> **Prompt**:
Copy out all the data, word for word.
== Records for processing ==
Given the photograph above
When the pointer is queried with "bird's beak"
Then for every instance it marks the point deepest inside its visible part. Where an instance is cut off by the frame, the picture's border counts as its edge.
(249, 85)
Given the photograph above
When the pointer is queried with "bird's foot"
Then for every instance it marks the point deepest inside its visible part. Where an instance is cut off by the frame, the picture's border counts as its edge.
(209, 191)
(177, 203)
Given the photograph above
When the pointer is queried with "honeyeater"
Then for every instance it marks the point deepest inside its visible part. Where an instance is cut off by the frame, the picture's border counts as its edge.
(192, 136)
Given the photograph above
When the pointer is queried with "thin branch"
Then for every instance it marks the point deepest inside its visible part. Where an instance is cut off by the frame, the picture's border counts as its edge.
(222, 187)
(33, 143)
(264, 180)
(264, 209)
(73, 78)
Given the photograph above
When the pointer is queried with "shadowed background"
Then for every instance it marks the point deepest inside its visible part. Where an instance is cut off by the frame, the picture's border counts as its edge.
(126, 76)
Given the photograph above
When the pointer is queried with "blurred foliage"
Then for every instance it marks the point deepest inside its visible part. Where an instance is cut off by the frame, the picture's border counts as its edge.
===
> **The reply**:
Given the photograph above
When the pointer is queried with "bird's beak"
Then for every instance it marks the point deepest inside its visible part. Where an instance is cut off by the frame, the picture's border counts as its edge.
(249, 85)
Given the photograph above
When the pointer is queried with "bird's foot"
Then for every instance it marks the point deepest inside its visible part. Where an instance is cut off by the frame, the picture's border counts as its edge.
(209, 191)
(177, 203)
Given the photograph above
When the pointer is queried with "honeyeater"
Then for every instance it marks the point deepest inside its visible part. Where an instance is cut off by the frame, the picture's border counts as its edge.
(192, 136)
Given the photograph above
When the pointer is queried with "thin branch"
Then for every instance it marks the point deepest inside its visible part. Where an instance is cut off by the frame, the picture's border counts as its edge.
(222, 187)
(33, 143)
(264, 180)
(264, 209)
(73, 78)
Given the photograph above
When the pointer is queried with "shadowed background"
Then for every instance it marks the point deepest inside its visible part. Where an instance is cut off by the frame, the picture's border counts as its edge.
(126, 76)
Given the photograph above
When the pointer is queried with "blurred foliage"
Then for every instance it marks the point deepest inside its visible part. Where an instance is cut off by the frame, the picture's border counts as its edge.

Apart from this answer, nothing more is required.